• What the task asks
Return every line of the records below that contains the word "wheel". Matching is case-sensitive.

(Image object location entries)
↓↓↓

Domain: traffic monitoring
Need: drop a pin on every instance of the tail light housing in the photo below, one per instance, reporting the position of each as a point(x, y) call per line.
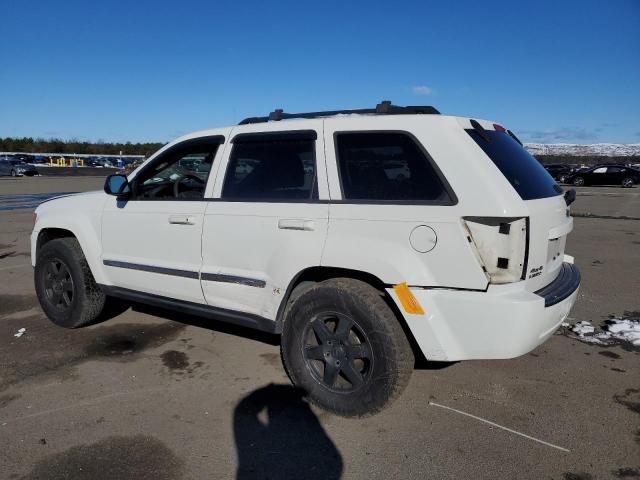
point(501, 246)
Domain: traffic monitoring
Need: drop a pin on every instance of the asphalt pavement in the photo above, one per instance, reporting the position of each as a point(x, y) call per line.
point(157, 395)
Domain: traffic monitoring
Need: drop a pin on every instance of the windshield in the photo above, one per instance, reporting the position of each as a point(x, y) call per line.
point(527, 176)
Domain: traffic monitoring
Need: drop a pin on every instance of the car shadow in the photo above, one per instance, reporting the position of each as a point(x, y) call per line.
point(209, 324)
point(277, 435)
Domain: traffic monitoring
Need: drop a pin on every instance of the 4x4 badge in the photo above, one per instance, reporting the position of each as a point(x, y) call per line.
point(534, 272)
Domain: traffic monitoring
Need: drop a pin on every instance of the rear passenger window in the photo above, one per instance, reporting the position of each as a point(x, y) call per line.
point(279, 169)
point(387, 166)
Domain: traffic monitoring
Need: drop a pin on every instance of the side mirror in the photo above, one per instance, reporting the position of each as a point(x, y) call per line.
point(117, 185)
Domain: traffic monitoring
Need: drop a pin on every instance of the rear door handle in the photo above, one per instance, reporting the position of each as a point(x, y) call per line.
point(296, 224)
point(181, 220)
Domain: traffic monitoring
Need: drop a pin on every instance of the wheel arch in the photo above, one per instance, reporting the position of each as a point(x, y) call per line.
point(50, 233)
point(89, 243)
point(312, 275)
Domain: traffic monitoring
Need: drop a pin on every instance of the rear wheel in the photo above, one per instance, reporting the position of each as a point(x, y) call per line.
point(65, 287)
point(343, 345)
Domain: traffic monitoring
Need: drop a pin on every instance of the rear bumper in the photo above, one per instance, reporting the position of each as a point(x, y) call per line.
point(503, 322)
point(567, 282)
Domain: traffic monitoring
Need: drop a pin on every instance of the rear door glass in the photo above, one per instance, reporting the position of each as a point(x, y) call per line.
point(527, 176)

↑↑↑

• Result of this exercise
Need: drop a pin on every instance of the wheel arch in the photo above, one per instance, reporting the position of each as a point(x, y) call per line.
Need: drop a pin on every instance of the rear wheel in the photo above, one per instance, reporting the position of each as a point(x, y) call per line.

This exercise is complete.